Раздел документа:
======
В своих мемуарах «Записки гадкого утенка»  Г.С. Померанц вспоминает пережитое им в юности острое чувство осознания с одной стороны, бесконечности мироздания, и с другой - конечности человеческого существования, затерянного в нем. На всю жизнь сохранит он память об этом однажды вспыхнувшем паскалевом огне, опалившем душу. Следы этого огня позже он будет находить на страницах русской литературы ХIХ в.: в поэзии Федора Тютчева, в романах Льва Толстого и Федора Достоевского.  И у мальчика из еврейской семьи, перебравшейся в 20-е годы из Вильно в Москву, пережитый опыт станет началом того пути в глубину, который окажется решающим фактором в формировании и стиля жизни, и стиля творчества будущего мыслителя. Ибо стиль, как известно, -  это человек, и «найти свой стиль, -   как подчеркивает сам  Померанц, - значит найти свое внутреннее зернышко, свое чувство истины» [Померанц 2003, 9]. Это внутреннее зернышко, это свое чувство истины поможет ему остаться самим собой и в огне Второй мировой, и в сталинских лагерях.
======
Выполните задание: Откуда и куда перебралась в 20-е годы семья, в которой рос Померанц, согласно тексту о его мемуарах?

Строки данных:
======
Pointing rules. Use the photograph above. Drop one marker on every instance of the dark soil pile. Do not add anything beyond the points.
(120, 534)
======
Выполненное задание: Из Вильно в Москву.